Required action:
Would you print the records below word for word, without the pictures?
-- Source data follows --
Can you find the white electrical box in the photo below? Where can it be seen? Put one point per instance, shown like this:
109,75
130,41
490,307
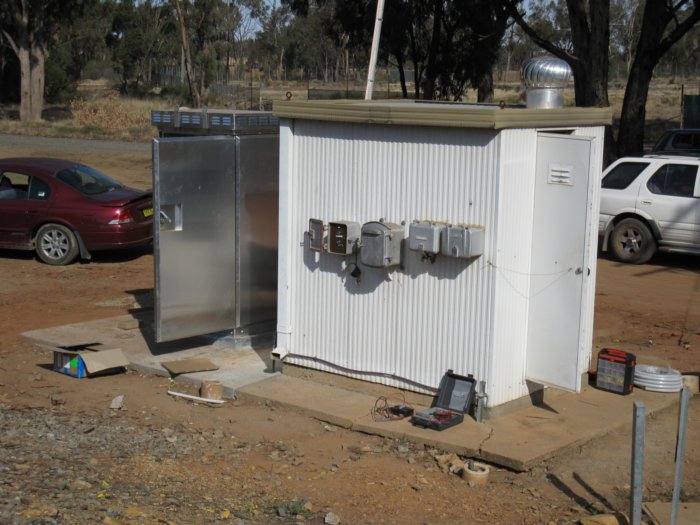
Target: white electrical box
381,244
343,237
425,237
317,235
462,241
-- Source data concluded --
Response below:
Can you find the white electrical box in the photo below? Where can it be seen? Put one point per instance, shown like this:
109,75
130,41
490,307
Target: white electrical box
381,244
343,237
425,237
317,235
462,241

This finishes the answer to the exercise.